*** VORLIEGENDER TEXTAUSZUG ***

Ich möchte mich ausdrücklich bei Christoph Bergner bedanken. Lieber Christoph, ich gebe das Dankeschön gerne zurück. Ich möchte mich auch bei Manuel Sarrazin bedanken. Wir haben sehr gut zusammengearbeitet. Ich stelle einmal die gewagte These auf: Wenn Sarrazin, Bergner und Nietan die Dinge hätten alleine entscheiden können, hätten wir heute einen gemeinsamen Antrag gehabt.

(Beifall bei Abgeordneten der SPD und des BÜNDNISSES 90/DIE GRÜNEN sowie des Abg. Dr. Bernd Fabritius [CDU/CSU])

Ich habe es schon betont: Heute ist ein wichtiger Tag für Europa. Deshalb erlauben Sie mir bitte, nachdem schon so viel zum Nachbarschaftsvertrag gesagt worden ist, ein paar grundsätzliche Anmerkungen.

Viele Polen und Deutsche sind heute in dem Hoffen und Bangen miteinander vereint, dass die Bürgerinnen und Bürger Großbritanniens, die sich für den Verbleib Großbritanniens in der EU aussprechen, eine Mehrheit haben. Ich finde, unabhängig davon, wie die Entscheidung in Großbritannien heute ausgeht, sollten uns der Mut und der Freiheitswille der polnischen Nation ein Vorbild sein, morgen unabhängig vom Ausgang dieses Referendums noch härter und noch intensiver daran zu arbeiten, dass Europa zusammenwächst.

(Beifall bei der SPD sowie bei Abgeordneten der CDU/CSU, der LINKEN und des BÜNDNISSES 90/DIE GRÜNEN)

Liebe Kolleginnen und Kollegen, auf den Tag genau 46 Jahre, nachdem der Warschauer Aufstand von den deutschen Besatzern brutal niedergeschlagen wurde, konnten wir Deutschen unsere Wiedervereinigung feiern. Wir konnten sie auch deshalb feiern, weil das polnische Volk immer schon für die Freiheitsliebe und für die Freiheit in Europa gestanden hat. Ich erinnere an die erste moderne Verfassung, die es in Polen gab. Ich erinnere an die Losung des Novemberaufstands von 1830: „Für unsere und eure Freiheit!“

Ich selber werde den 14. August 1980 nicht vergessen. An jenem Tag konnten wir ein Bild sehen, das um die Welt ging. Damals stand ein Mann mit einem sehr charakteristischen Schnauzbart auf der Mauer der Danziger Lenin-Werft, und man konnte seinem Blick entnehmen, dass er sehr entschlossen war und keine Angst hatte. Lech Walesa stand auf der Mauer und lächelte die Hoffnung zuversichtlich heraus. Dieses Bild werden viele von uns nicht vergessen.

*** GEGEBENE DATEN ***

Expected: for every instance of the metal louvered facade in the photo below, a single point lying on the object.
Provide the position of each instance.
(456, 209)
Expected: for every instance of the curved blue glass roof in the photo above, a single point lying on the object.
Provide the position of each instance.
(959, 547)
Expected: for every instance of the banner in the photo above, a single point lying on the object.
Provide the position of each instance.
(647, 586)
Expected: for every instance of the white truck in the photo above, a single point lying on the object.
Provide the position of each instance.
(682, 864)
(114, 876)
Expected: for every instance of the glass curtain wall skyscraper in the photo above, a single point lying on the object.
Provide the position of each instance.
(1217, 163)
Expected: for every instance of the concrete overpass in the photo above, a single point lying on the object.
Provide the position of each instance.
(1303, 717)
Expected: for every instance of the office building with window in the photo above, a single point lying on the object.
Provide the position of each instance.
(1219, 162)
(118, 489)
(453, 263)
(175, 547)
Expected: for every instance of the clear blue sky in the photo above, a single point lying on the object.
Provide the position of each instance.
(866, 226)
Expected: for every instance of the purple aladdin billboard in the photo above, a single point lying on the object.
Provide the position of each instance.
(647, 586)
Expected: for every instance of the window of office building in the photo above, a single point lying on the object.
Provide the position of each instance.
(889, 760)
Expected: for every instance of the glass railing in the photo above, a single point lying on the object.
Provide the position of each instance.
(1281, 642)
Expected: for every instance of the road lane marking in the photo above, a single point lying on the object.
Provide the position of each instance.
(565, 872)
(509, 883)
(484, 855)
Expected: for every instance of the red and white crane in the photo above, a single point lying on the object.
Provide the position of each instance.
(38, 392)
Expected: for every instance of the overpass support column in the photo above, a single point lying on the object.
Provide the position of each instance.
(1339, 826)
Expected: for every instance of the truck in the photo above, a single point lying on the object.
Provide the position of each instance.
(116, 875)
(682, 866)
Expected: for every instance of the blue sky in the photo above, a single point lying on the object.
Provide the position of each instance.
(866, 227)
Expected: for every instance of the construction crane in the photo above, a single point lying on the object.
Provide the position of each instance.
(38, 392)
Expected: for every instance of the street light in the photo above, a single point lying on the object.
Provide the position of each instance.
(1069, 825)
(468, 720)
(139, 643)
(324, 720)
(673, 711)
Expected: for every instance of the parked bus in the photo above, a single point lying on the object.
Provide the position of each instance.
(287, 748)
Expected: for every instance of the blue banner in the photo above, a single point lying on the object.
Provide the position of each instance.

***

● **ARBEITSAUFTRAG**: Erläutern Sie in ein bis drei Sätzen, womit in der Rede die Bitte begründet wird, nach den vielen Beiträgen zum Nachbarschaftsvertrag noch ein paar grundsätzliche Anmerkungen machen zu dürfen.

● **LÖSUNG**: Die Bitte wird damit begründet, dass heute ein wichtiger Tag für Europa ist. Daran knüpft das „Deshalb“ an, mit dem um Erlaubnis für die grundsätzlichen Anmerkungen gebeten wird.